* BEGIN DATA PROVIDED *
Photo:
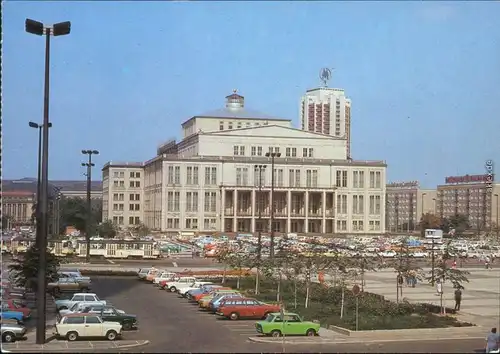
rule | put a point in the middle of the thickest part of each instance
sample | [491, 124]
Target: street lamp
[39, 179]
[39, 29]
[89, 166]
[498, 212]
[272, 155]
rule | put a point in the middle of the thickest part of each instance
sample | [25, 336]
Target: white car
[196, 285]
[164, 276]
[83, 325]
[179, 283]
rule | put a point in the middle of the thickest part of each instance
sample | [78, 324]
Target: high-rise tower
[327, 111]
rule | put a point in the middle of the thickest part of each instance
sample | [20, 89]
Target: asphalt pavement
[171, 324]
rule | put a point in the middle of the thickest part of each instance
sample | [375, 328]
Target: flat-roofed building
[473, 196]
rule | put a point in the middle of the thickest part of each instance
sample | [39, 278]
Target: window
[170, 175]
[74, 320]
[177, 175]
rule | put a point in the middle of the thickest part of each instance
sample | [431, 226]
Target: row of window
[120, 197]
[191, 202]
[240, 150]
[121, 174]
[121, 207]
[132, 220]
[132, 184]
[239, 125]
[192, 223]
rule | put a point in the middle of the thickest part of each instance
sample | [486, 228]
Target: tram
[119, 249]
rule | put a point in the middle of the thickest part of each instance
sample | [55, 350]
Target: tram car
[119, 249]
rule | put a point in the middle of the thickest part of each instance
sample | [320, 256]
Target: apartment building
[218, 178]
[474, 196]
[123, 193]
[327, 111]
[406, 202]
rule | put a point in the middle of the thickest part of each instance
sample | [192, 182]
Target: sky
[423, 77]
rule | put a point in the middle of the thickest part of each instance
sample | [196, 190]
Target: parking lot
[173, 324]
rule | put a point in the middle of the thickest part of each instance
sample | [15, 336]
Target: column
[222, 208]
[289, 211]
[306, 212]
[323, 208]
[252, 222]
[235, 210]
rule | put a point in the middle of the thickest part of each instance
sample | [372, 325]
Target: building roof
[237, 113]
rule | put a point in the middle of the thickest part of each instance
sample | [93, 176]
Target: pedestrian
[492, 341]
[458, 298]
[439, 287]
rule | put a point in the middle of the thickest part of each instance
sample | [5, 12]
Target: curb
[138, 343]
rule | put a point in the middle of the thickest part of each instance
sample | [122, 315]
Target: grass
[374, 312]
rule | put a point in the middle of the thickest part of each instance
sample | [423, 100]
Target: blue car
[6, 314]
[215, 302]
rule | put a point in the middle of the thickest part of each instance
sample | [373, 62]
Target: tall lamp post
[498, 212]
[39, 179]
[272, 155]
[260, 169]
[89, 166]
[39, 29]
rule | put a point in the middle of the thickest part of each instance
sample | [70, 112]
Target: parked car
[293, 326]
[235, 309]
[78, 297]
[8, 314]
[182, 291]
[81, 325]
[214, 304]
[16, 305]
[64, 285]
[12, 332]
[109, 313]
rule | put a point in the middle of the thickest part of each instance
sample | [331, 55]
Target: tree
[446, 274]
[107, 229]
[429, 221]
[25, 268]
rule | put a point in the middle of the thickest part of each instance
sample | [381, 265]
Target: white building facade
[219, 179]
[327, 111]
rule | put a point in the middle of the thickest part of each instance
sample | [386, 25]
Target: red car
[16, 305]
[236, 308]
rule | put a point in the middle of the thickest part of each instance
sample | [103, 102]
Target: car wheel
[111, 335]
[310, 332]
[8, 337]
[275, 333]
[72, 336]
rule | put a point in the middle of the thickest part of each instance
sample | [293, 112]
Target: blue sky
[423, 77]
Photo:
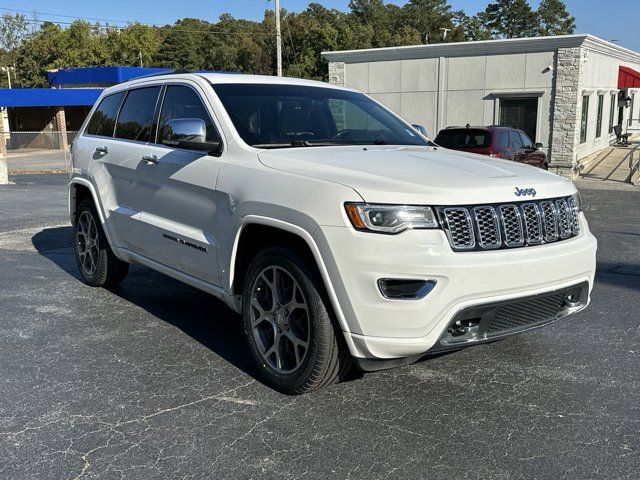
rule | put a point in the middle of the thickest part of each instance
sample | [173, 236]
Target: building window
[612, 111]
[599, 117]
[584, 118]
* END DATA PROVIDED *
Quote the material exactly. Pictures stay out.

Photo:
rule | put a point in the middle of the thickest part of each instance
sample | [491, 124]
Target: street lamp
[39, 179]
[39, 29]
[89, 166]
[498, 212]
[272, 155]
rule | put a point in the middle of the thickest part of each instance
sample | [25, 336]
Target: white car
[196, 285]
[164, 276]
[83, 325]
[179, 283]
rule | put a point in the middle of the thickest part of each instance
sample | [78, 324]
Target: high-rise tower
[327, 111]
rule | put a point in the middle of the thickest part of each instance
sample | [20, 89]
Target: asphalt pavement
[171, 324]
rule | put a point in the middle of the thickest part of each instance
sample | [375, 328]
Target: flat-roofed building
[473, 196]
rule | put a point in the middle of the thickest part of each instance
sample | [39, 278]
Target: window
[170, 175]
[74, 320]
[177, 175]
rule | put a point in the middle of the thickest part of each instance
sample | [431, 226]
Target: row of window
[120, 197]
[191, 202]
[240, 150]
[121, 174]
[121, 207]
[132, 220]
[132, 184]
[239, 125]
[192, 223]
rule | put a point in the middle of the thickest part of each instance
sample | [486, 228]
Target: tram
[119, 249]
rule | put a point in the middle of the thickest part of each instance
sample | [55, 350]
Target: tram car
[119, 249]
rule | put a point in the middle of the thickest part of each instance
sample | [320, 256]
Target: apartment building
[218, 178]
[474, 196]
[123, 193]
[327, 111]
[406, 202]
rule | put a point in the middle of the thickest part of each instance
sample | [192, 182]
Target: sky
[423, 77]
rule | put a point in the middle of the thickest part of each instance
sample | [196, 190]
Target: parking lot
[173, 324]
rule | put a point in the middle of the thickest part of each instance
sample | [15, 336]
Target: column
[222, 208]
[289, 211]
[306, 212]
[323, 208]
[252, 222]
[235, 210]
rule | put a point in the middle of the thickest part of each instance
sample | [372, 325]
Target: building roof
[237, 113]
rule | put a point in the middle of the thickest part of each instance
sample | [93, 176]
Target: pedestrian
[492, 341]
[458, 298]
[439, 287]
rule | put a point in the middle of the thickest part of each instance
sample | [5, 12]
Target: curb
[138, 343]
rule | put a point in the middle of the thickest part of each instance
sample | [122, 315]
Target: grass
[374, 312]
rule | put a point in the middle of the thickest part of each instance
sample | [423, 100]
Target: blue car
[6, 314]
[215, 302]
rule | put a point in the middle of the thickest part of each instance
sample | [373, 62]
Target: tall lamp post
[498, 212]
[39, 179]
[272, 155]
[260, 169]
[89, 166]
[39, 29]
rule | put a point in the middle of the thickest part of each instance
sample | [70, 112]
Target: parked car
[293, 326]
[235, 309]
[78, 297]
[8, 314]
[182, 291]
[81, 325]
[214, 304]
[16, 305]
[64, 285]
[12, 332]
[109, 313]
rule | put a point in the middle of the thickest part of each instance
sample | [331, 55]
Target: tree
[446, 274]
[107, 229]
[429, 221]
[25, 268]
rule | put a point in the middle of the thickest part of each instance
sample | [381, 265]
Target: white building facade
[219, 179]
[327, 111]
rule | put a point in the middle of the thickest part of each instance
sample | [386, 25]
Target: red car
[16, 305]
[236, 308]
rule | put a point in the middle of the thickest part of each instance
sample | [103, 102]
Target: car wheel
[111, 335]
[310, 332]
[8, 337]
[275, 333]
[72, 336]
rule | put a point in the middle of the thickest part of each instance
sample | [293, 112]
Target: blue sky
[423, 77]
Photo:
rule | put a point in the middle of the thickest part of each instance
sample | [173, 236]
Target: building window
[612, 111]
[599, 117]
[584, 118]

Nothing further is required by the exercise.